Using the memorandum on landlord and tenant issues in bankruptcy, answer these questions:
1. Which section of the bankruptcy code imposes the automatic stay?
2. What two things must a tenant do if it seeks to assume a lease?
3. After a bankrupt landlord rejects a lease, on what condition may the tenant remain in the leased premises?

[DOCUMENT EXTRACT — start]

Landlord Tenant Issues In Bankruptcy Amid COVID-19

Akerman LLP

Akerman LLP

In the midst of the COVID-19 pandemic, many commercial landlords may be wondering whether they’ll receive their next rent payment as tenants struggle to make ends meet. Landlords and tenants alike should be prepared for a bankruptcy filing by the lease counterparty. This memorandum primarily focuses on the rights and remedies of landlords facing a tenant’s bankruptcy filing. We are continuing to monitor proposed state and federal government moratoriums on the filing of eviction actions, and will provide further guidance should any be imposed.

Fortunately, landlords can be proactive in protecting their leases before a tenant files bankruptcy. We suggest (i) strict financial monitoring, and immediately enforcing defaults (subject to any government-imposed restrictions), (ii) taking a letter of credit, including the right to draw on it without demand, in lieu of a security deposit, and (iii) making loans to the tenant outside the lease, to create an additional claim against the tenant.

If a landlord receives notice that its tenant has filed a bankruptcy case, the landlord should be acutely aware of the automatic stay imposed by section 362 of the bankruptcy code. The automatic stay enjoins the non-debtor party from taking any action against a debtor or the debtor’s property. In the leasing context, the stay prohibits many actions, including: (i) self-help remedies such as changing the locks even if otherwise allowed in the applicable jurisdiction, (ii) filing or continuing to prosecute an eviction action, (iii) offsetting a security deposit against past due rent (although a letter of credit may be treated differently than a cash deposit), and (iv) sending a notice to terminate a lease or demand payment of past due rent. A landlord should consult bankruptcy counsel before taking any action with respect to the bankrupt tenant.

After the tenant files bankruptcy, the bankruptcy code (11 U.S.C. §§ 101-1101, et. seq.) requires a debtor to timely perform all obligations arising under the lease after the filing, including payment of rent. The debtor also has the right to assume or reject a lease. If a tenant seeks to assume a lease, it must cure all defaults under the lease, arising both pre- and post-filing, and must provide financial assurances it will perform under the lease going forward. If the tenant moves to reject a lease (which it has wide latitude to do), the landlord will have a claim for damages flowing from that rejection, subject to statutory caps.

Notably, a debtor may seek to assume a lease and assign it to a third party. Anti-assignment provisions are usually unenforceable in bankruptcy, however, the assignee or debtor will still be required to cure all defaults, and the assignee will have to provide financial assurances of its ability to perform going forward.

Although rarer, landlords who file bankruptcy are subject to many of the same requirements as tenants who file, and their tenants, likewise, become subject to the automatic stay. Landlord bankruptcies differ, however, in that a landlord who rejects a lease is automatically discharged of its obligations under the lease, but the tenant may remain in the leased premises provided it continues to pay rent. Tenants should similarly consult competent bankruptcy counsel in assessing their rights in a landlord’s bankruptcy.

DISCLAIMER: Because of the generality of this update, the information provided herein may not be applicable in all situations and should not be acted upon without specific legal advice based on particular situations.

[DOCUMENT EXTRACT — finish]
[DATASET SECTION — start]

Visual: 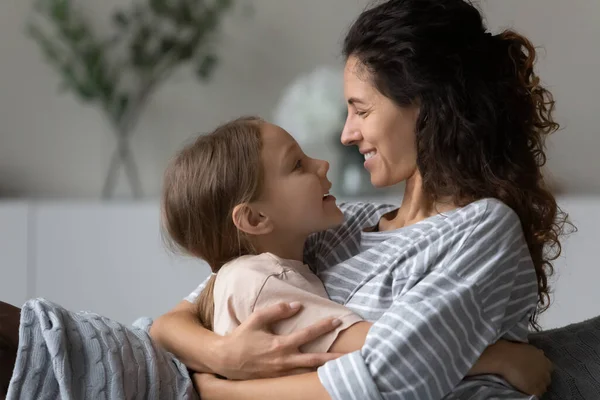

[DATASET SECTION — finish]

SOLVED PROBLEM:
1. Section 362.
2. It must cure all defaults under the lease, both pre- and post-filing, and provide financial assurances that it will perform under the lease going forward.
3. The tenant may remain provided it continues to pay rent.